Prompt =>
Search the material below for the string "piece". Return every line that holds it.

Records shown =>
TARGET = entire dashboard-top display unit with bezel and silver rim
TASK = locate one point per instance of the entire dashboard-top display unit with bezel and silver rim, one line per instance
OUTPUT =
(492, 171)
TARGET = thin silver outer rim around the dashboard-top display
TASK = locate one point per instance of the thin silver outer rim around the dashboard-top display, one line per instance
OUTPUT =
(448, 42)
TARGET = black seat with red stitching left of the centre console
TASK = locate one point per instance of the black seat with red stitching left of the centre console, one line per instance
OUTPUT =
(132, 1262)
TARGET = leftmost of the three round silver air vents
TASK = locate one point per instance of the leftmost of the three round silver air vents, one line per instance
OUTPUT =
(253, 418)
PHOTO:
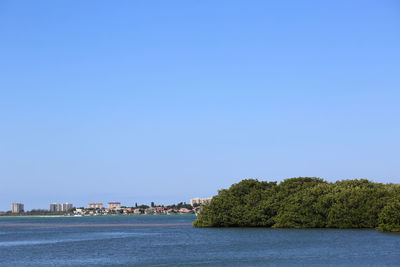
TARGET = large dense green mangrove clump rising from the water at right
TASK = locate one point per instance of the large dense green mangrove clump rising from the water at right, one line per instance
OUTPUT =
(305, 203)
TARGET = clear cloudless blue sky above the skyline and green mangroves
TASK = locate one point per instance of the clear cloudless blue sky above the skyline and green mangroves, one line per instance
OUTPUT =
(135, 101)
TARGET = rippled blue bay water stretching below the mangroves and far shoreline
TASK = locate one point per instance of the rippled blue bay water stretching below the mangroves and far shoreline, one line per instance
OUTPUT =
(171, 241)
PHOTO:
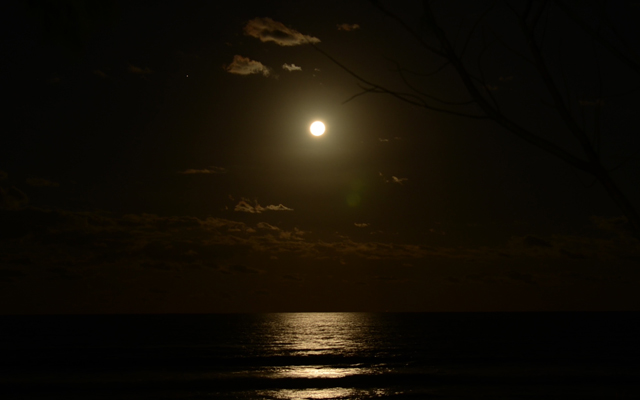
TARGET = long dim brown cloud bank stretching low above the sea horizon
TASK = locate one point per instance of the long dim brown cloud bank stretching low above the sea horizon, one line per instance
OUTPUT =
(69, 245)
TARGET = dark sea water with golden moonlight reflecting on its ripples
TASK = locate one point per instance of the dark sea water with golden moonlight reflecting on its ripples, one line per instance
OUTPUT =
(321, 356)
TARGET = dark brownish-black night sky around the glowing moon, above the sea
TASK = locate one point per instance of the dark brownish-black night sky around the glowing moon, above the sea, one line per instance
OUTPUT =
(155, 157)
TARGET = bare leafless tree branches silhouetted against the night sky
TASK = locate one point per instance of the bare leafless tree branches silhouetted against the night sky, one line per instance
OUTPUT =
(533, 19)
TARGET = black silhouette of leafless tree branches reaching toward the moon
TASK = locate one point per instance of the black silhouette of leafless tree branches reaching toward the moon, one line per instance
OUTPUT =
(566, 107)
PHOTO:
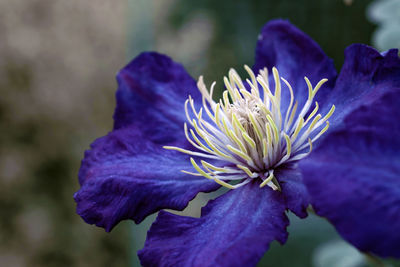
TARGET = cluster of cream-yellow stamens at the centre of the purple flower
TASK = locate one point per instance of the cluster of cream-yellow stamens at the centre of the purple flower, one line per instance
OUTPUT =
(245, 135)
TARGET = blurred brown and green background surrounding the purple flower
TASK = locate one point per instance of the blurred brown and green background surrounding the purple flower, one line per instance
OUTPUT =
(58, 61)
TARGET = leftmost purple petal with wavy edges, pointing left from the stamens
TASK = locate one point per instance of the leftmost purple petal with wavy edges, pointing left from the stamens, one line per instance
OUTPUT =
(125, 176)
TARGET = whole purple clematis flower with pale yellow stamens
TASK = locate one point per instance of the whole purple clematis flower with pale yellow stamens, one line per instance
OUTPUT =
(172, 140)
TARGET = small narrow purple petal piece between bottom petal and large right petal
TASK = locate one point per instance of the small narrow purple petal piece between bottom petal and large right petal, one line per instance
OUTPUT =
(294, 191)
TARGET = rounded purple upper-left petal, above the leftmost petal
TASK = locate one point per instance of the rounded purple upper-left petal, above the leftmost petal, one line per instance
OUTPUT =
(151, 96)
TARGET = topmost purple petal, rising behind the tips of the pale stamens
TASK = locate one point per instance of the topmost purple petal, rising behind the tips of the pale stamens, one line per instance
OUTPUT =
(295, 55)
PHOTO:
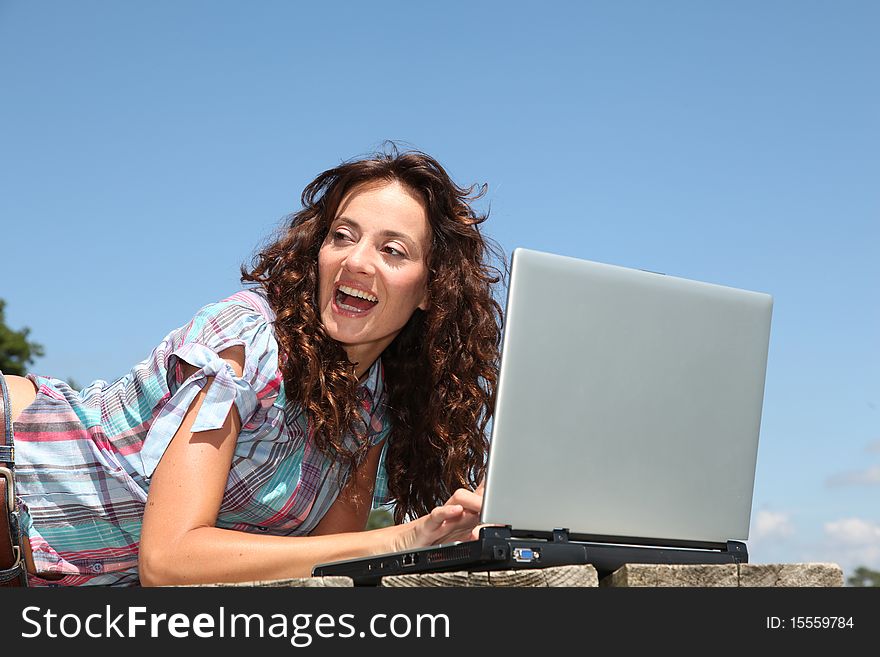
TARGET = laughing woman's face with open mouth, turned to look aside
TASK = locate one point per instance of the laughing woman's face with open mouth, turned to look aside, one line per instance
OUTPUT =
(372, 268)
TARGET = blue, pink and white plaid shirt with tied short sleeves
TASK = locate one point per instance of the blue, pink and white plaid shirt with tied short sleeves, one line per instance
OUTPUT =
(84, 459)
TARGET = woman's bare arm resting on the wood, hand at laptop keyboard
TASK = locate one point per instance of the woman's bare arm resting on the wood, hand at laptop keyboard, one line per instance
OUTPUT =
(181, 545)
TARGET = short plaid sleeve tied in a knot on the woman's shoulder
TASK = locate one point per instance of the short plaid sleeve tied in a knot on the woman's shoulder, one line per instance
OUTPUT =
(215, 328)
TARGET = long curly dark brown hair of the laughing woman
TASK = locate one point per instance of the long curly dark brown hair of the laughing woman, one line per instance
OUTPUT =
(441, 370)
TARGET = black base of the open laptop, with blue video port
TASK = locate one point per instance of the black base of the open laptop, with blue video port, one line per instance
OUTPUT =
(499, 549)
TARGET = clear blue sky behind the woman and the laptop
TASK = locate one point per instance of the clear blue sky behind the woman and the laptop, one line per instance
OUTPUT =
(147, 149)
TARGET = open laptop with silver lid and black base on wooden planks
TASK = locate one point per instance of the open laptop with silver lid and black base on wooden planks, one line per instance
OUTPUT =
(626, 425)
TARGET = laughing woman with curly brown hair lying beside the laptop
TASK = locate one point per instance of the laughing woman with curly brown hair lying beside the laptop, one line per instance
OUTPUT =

Result of the exercise =>
TARGET = small narrow purple petal piece between bottom petal and large right petal
TASK = locate one point per instance of the small narrow purple petal piece between bottom petal and large right petal, one line per instance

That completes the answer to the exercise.